### Saved data entries
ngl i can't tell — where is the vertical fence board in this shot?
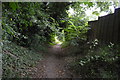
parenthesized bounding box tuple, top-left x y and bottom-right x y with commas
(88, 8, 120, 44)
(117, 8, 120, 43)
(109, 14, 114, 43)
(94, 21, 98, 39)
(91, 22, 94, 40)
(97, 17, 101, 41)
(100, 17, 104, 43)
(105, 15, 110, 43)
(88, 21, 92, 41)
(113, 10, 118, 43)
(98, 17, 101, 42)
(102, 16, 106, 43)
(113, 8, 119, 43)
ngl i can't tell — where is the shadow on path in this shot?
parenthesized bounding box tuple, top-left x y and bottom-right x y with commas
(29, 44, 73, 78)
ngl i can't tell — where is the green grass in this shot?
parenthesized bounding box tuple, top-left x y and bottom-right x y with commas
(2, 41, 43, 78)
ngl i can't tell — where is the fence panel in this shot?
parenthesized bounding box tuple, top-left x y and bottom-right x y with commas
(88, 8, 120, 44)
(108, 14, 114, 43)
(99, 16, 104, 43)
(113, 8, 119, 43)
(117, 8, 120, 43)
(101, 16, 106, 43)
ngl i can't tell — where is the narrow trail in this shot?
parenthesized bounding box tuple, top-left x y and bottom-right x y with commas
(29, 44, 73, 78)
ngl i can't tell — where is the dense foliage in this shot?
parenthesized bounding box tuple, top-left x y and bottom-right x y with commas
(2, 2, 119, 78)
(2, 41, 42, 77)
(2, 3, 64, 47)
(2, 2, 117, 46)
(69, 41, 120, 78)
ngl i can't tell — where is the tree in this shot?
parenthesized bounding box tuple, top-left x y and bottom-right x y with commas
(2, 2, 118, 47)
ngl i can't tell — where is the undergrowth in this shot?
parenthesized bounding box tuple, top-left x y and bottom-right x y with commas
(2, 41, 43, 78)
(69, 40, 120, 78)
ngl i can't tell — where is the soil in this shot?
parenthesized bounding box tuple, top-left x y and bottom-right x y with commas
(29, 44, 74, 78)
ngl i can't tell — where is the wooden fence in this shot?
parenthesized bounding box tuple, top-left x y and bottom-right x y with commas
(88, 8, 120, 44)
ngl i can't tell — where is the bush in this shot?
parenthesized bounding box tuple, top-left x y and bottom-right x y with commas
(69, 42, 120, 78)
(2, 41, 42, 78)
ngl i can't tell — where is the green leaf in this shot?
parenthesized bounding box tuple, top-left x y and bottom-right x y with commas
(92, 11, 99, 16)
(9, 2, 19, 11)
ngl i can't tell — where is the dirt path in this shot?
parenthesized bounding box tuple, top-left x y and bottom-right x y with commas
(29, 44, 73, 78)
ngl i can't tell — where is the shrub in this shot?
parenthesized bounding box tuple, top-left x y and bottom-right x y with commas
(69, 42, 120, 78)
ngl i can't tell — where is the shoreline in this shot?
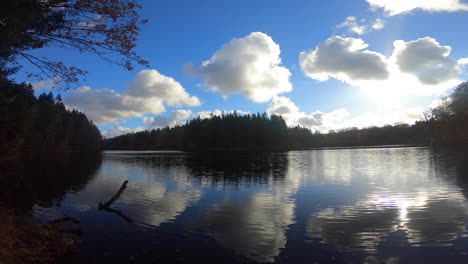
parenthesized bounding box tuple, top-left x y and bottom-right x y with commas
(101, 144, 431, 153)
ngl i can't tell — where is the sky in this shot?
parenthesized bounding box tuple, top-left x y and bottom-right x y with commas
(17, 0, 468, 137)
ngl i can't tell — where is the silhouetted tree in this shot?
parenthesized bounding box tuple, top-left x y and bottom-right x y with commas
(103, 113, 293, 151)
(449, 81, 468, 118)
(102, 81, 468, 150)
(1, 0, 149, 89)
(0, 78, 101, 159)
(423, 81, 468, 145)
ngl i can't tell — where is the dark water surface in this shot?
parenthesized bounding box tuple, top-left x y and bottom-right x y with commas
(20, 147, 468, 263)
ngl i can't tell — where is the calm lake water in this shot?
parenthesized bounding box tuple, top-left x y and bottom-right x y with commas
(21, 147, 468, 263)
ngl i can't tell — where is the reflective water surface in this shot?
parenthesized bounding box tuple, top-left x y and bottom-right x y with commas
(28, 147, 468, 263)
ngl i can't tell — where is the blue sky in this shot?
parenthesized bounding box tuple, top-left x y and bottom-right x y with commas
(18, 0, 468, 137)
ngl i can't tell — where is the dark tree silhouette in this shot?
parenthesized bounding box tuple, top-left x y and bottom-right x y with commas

### Work required
What the records say must be written out exactly, with none of their pictures.

### Worked solution
ngl i can't tell — where is the vertical fence board in this shot?
parenthesized bounding box tuple, top-left x y and bottom-right x y with commas
(88, 8, 120, 44)
(117, 8, 120, 43)
(109, 14, 114, 43)
(94, 21, 98, 39)
(91, 22, 94, 40)
(97, 17, 101, 41)
(100, 17, 104, 43)
(105, 15, 110, 43)
(88, 21, 92, 41)
(113, 10, 118, 43)
(98, 17, 101, 42)
(102, 16, 106, 43)
(113, 8, 119, 43)
ngl i can't tell — where is the shadow on path in this shot?
parenthesized bounding box tuple, top-left x y and bottom-right x y with commas
(29, 44, 73, 78)
ngl i can't tell — where is the green grass in this shot?
parenthesized bounding box tuple, top-left x y and bottom-right x y with commas
(2, 41, 43, 78)
ngl i can't tell — where is the fence panel in this shot?
parenthesized bounding box tuple, top-left x y and bottom-right x y with commas
(88, 8, 120, 44)
(108, 14, 114, 43)
(99, 16, 104, 43)
(113, 8, 119, 43)
(117, 8, 120, 43)
(101, 16, 106, 43)
ngl i can't tell — where is the narrow trail in this shot?
parenthesized bounding box tuple, top-left x y and bottom-right x y with commas
(29, 44, 73, 78)
ngl i can't tell — where is the dense foliage in this shot?
parenthesized bounding box tuple, top-left x y and bottom-right x y with commas
(2, 2, 119, 78)
(2, 41, 42, 77)
(2, 3, 64, 47)
(2, 2, 117, 46)
(69, 41, 120, 78)
ngl i can't tell — where is the tree in this shot?
parenthesized bounding box tuple, top-left x y and bottom-right x y with commas
(2, 2, 118, 47)
ngl i can't tell — where is the undergrowth in this shot?
parenthesized bounding box tuple, top-left x y and bottom-right x y with commas
(2, 41, 43, 78)
(69, 40, 120, 78)
ngl i can't tell — where is the soil in this shot?
parenthesized bounding box tuple, top-left x y and bottom-right x y with commas
(29, 44, 74, 78)
ngl i can't tell — where is the wooden fence in this shot?
parenthesized bounding box tuple, top-left x y and bottom-right x y with commas
(88, 8, 120, 44)
ngl i can't tell — where is the bush in this shot?
parenthesized bounding box tuple, top-left x y and bottom-right x y with commas
(69, 42, 120, 78)
(2, 41, 42, 78)
ngl i can't tell — where is the green leaf in this shot?
parenthesized bounding box tuple, top-left x y and bottom-right x y with commas
(92, 11, 99, 16)
(9, 2, 19, 11)
ngl i can't tell — where is the dirt path in this shot?
parenthesized bounding box tuple, top-left x y and bottom-right x y with commas
(29, 44, 73, 78)
ngl i can't tell — where is the shrub in this shot?
parenthesized bounding box tuple, top-left x y and bottom-right x y with commas
(69, 42, 120, 78)
ngl i can't tell — where is the shoreline in this shot?
parenthesized bounding box tuple, top-left x y and bottom-right x y with commas
(101, 144, 431, 153)
ngl i can't tell — where is the sky in this shot?
parenthesized bounding box tuple, top-left x y and bottom-right x y with commas
(17, 0, 468, 137)
ngl i can't tell — where is the silhouetted tree in this shot?
parenthesized bounding box tuple, top-left x y and bottom-right x y with commas
(103, 113, 293, 151)
(449, 81, 468, 118)
(102, 81, 468, 150)
(1, 0, 149, 89)
(0, 78, 101, 159)
(423, 81, 468, 145)
ngl i can't tell — where is the dark water surface in this shot?
parenthesized bounding box tuple, top-left x y and bottom-right x y with commas
(20, 147, 468, 263)
ngl i can't tell — where is the calm lake water in this shot?
parenthesized bounding box tuple, top-left x y and bottom-right x y with commas
(21, 147, 468, 263)
ngl i can't tell — where is the reflective water surface in this shot?
parenthesized bounding box tuple, top-left x y and bottom-right x y with commas
(28, 147, 468, 263)
ngl i can't tell — where is the blue sky in this shot?
parenthesized bounding box tuple, top-left x y and bottom-right x y with commas
(18, 0, 468, 137)
ngl i can't tell — where is the dark tree silhouette in this shot?
parenthesized bounding box tuple, top-left x y and bottom-right x y with commas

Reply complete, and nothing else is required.